* Quoted passage *
##########
The big money in U.S. health care causes many problems, because people want that money. And it's a service business, which means dealing with annoying patients.
It's anecdotal, but everybody has heard medical mistake stories because that's what people notice and talk about. I've heard surprisingly bad stories from well-regarded hospitals. Then there are the lower level hospitals. Consolidation means most hospitals are run with the incentives and mechanics of a large company. The labor force is expensive (no more nuns), and the medical requirements are much higher than in the past. Just look at the ICU situation when Covid-19 broke out: rich in quality, meager in number. We've spent decades extracting value from efficiencies in supply chains in the economy as a whole, and specifically in hospital bed space. (There are even "outpatient" overnight beds, typically in less desirable rooms without windows, due to billing quirks.) So when the sht hits the fan, there's not flexibility. You can't just pack patients into a gym, until you do.
Doctors in primary care and practice groups like GI spend half their time answering questions on medical information systems after each procedure, so don't have time to chat with patients. And those groups are consolidating as well. Anywhere there's a chance to make more money (non-profit in close the meaningless), management does it.
"Rich people hospitals" is mentioned above, and probably means executive health and the very few top-level hospitals that avoid uninsured or otherwise non-paying patients. It's probably more common *outside* the U.S. The places people travel to, like Cleveland Clinic, Mayo, etc., actually take Medicare (old-age government insurance), for people who can afford travel and accommodations. Traditionally, the local "rich people hospital" that avoids the poor is not that great at the difficult cases, which go to hospitals that do treat uninsured people and where the best training occurs. (But there is pressure to match high-level care, both attracting staff and patients. Even decades ago, the prestigious university hospital in the city I was living in lost its entire heart transplant department to a suburban non-university hospital.) "Rich people hospitals" can also be the better experience of the well-off or well-insured patients at research hospitals. Maternity wards are a big area of competition that everyone in the US has heard about from friends and family.
##########
* Data shown *
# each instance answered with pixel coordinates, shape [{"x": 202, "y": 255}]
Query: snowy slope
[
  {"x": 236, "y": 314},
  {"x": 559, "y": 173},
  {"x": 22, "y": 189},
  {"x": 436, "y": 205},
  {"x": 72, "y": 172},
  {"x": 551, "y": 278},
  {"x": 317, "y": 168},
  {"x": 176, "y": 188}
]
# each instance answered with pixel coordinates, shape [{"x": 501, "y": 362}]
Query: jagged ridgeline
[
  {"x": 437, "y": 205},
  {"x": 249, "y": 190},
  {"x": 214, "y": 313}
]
##########
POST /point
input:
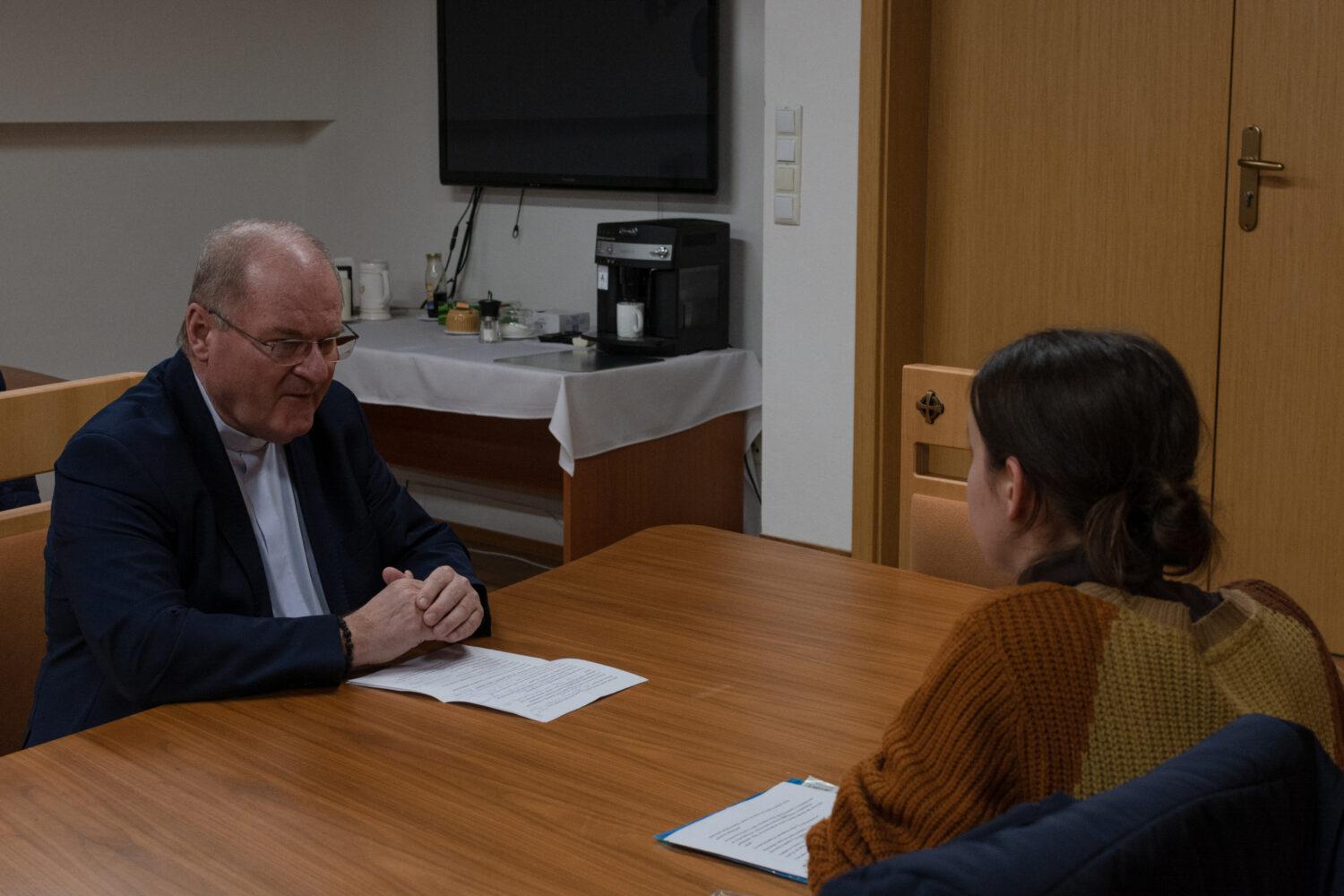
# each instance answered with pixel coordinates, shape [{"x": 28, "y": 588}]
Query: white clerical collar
##########
Copy out the passage of the comment on U.S. health care that begins at the words "It's anecdotal, but" and stops after "until you do.", substituting "intensive care unit" for "ICU".

* Problem solution *
It's anecdotal, but everybody has heard medical mistake stories because that's what people notice and talk about. I've heard surprisingly bad stories from well-regarded hospitals. Then there are the lower level hospitals. Consolidation means most hospitals are run with the incentives and mechanics of a large company. The labor force is expensive (no more nuns), and the medical requirements are much higher than in the past. Just look at the intensive care unit situation when Covid-19 broke out: rich in quality, meager in number. We've spent decades extracting value from efficiencies in supply chains in the economy as a whole, and specifically in hospital bed space. (There are even "outpatient" overnight beds, typically in less desirable rooms without windows, due to billing quirks.) So when the sht hits the fan, there's not flexibility. You can't just pack patients into a gym, until you do.